▶ [ZU LÖSENDE AUFGABEN]:
**1)** Seit welchem Jahr ist Milo Đukanović laut dem Auszug über Montenegro entweder Premier oder Präsident seines Landes?
**2)** Bitte schreib aus dem Auszug über Montenegro den Teil ab, der mit den Worten „20. Mai 2016Der“ anfängt und mit „später UN-Mitglied geworden.“ aufhört.

▶ [BEREITGESTELLTER AUSZUG]:

________

"Ewig sei Montenegro"
20. Mai 2016Der alte Fürst
Nur zehn Jahre unabhängig? Auf den Straßen von Podgorica sollte man das lieber nicht laut sagen. Dort wird gleich an den 1000 Todestag des Fürsts Vladimir miterinnert, der auf dem Gebiet des heutigen Montenegros herrschte. Es macht nichts, dass Fürst Vladimir lange lebte, bevor es Montenegro überhaupt gab. Die heutige Unabhängigkeit kam auch nicht unumstritten zustande - vor genau zehn Jahren ging das Referendum über die Trennung von Serbien nämlich so knapp aus, dass manch einer Betrug witterte. Der Zwergstaat, der zwischen der Adria und den Bergen liegt, ist heute der zweitjüngste international anerkannte Staat. Nur der Südsudan ist noch später UN-Mitglied geworden.
Der nicht so neue Fürst
Politiker auf dem Balkan sind für die Hartnäckigkeit bekannt, mit der sie an ihrem Sessel festkleben. Doch Milo Đukanović ist ein unangefochtenes Schwergewicht: In ganz Europa könnte es mit ihm höchstens der weißrussische Herrscher Lukaschenko aufnehmen, denn Đukanović ist seit 1991 entweder Premier oder Präsident seines Landes. Der starke Mann Montenegros war so ziemlich alles, was der jeweilige Zeitgeist verlangte: junger kommunistischer Funktionär, Weggefährte des nationalistischen Autokraten Slobodan Milošević, Ideologe der Abspaltung seines Landes von Serbien und schließlich Partner des Westens, der sein Land in die EU und in die Nato führen will. Seine Kritiker werfen Đukanović vor, Montenegro wie sein Privatreich zu regieren. Dem Zwei-Meter-Mann ist das egal. Und was seinen Gegnern wirklich Angst machen muss: er ist erst 54 Jahre alt.

________

(Einträge zur Formannotation)
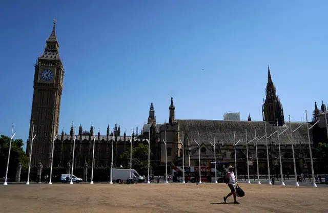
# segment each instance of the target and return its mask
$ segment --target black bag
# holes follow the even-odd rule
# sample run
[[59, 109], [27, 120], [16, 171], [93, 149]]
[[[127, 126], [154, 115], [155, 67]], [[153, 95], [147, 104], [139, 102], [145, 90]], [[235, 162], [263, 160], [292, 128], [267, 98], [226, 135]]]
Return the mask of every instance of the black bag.
[[238, 197], [244, 197], [245, 196], [245, 192], [239, 187], [239, 185], [236, 187], [236, 195]]
[[227, 175], [228, 174], [228, 173], [227, 173], [225, 174], [225, 175], [224, 176], [224, 183], [227, 183], [228, 184], [229, 183], [229, 181], [230, 181], [230, 179], [228, 177], [227, 177]]

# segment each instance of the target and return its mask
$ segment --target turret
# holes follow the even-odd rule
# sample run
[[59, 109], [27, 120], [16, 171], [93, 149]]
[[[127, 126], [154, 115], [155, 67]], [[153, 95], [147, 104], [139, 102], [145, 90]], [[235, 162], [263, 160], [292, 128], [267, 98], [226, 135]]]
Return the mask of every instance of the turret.
[[173, 122], [174, 122], [175, 118], [175, 107], [174, 106], [174, 104], [173, 104], [173, 97], [171, 97], [171, 104], [170, 104], [170, 106], [169, 106], [169, 110], [170, 111], [170, 117], [169, 118], [169, 122], [170, 124], [172, 125]]
[[252, 118], [251, 117], [251, 115], [249, 113], [248, 114], [248, 118], [247, 119], [247, 120], [249, 121], [252, 121]]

________

▶ [VOLLSTÄNDIGE ANTWORTEN]:
**1)** Seit 1991.

**2)**
20. Mai 2016Der alte Fürst
Nur zehn Jahre unabhängig? Auf den Straßen von Podgorica sollte man das lieber nicht laut sagen. Dort wird gleich an den 1000 Todestag des Fürsts Vladimir miterinnert, der auf dem Gebiet des heutigen Montenegros herrschte. Es macht nichts, dass Fürst Vladimir lange lebte, bevor es Montenegro überhaupt gab. Die heutige Unabhängigkeit kam auch nicht unumstritten zustande - vor genau zehn Jahren ging das Referendum über die Trennung von Serbien nämlich so knapp aus, dass manch einer Betrug witterte. Der Zwergstaat, der zwischen der Adria und den Bergen liegt, ist heute der zweitjüngste international anerkannte Staat. Nur der Südsudan ist noch später UN-Mitglied geworden.